━━ Extracted data ━━

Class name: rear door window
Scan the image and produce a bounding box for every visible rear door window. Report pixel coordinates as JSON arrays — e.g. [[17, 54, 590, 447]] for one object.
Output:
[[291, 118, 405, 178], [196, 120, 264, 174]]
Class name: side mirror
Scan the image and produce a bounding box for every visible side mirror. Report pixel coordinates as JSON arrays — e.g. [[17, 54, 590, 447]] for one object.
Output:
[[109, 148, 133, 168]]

━━━
━━ Extracted data ━━

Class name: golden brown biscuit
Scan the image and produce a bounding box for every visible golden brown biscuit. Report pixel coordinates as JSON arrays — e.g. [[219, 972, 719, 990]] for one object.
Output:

━━━

The request>
Find every line above that contains the word "brown" and copy each one in full. Match case exactly.

Final answer>
Class name: golden brown biscuit
Scan the image and produce a bounding box for every visible golden brown biscuit. Report pixel coordinates as JSON arrays — e.g. [[219, 972, 719, 990]] for one object.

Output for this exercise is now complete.